:: Material extraído ::

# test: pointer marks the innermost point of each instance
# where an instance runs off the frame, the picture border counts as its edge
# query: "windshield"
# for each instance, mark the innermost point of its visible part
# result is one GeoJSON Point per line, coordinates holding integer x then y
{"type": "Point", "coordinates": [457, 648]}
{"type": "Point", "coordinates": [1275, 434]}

:::

→ **Ejercicio escrito**: Reescribe todas las líneas del material anterior como una lista numerada y omite las líneas en blanco.

→ **Respuesta del ejercicio**:
1. # test: pointer marks the innermost point of each instance
2. # where an instance runs off the frame, the picture border counts as its edge
3. # query: "windshield"
4. # for each instance, mark the innermost point of its visible part
5. # result is one GeoJSON Point per line, coordinates holding integer x then y
6. {"type": "Point", "coordinates": [457, 648]}
7. {"type": "Point", "coordinates": [1275, 434]}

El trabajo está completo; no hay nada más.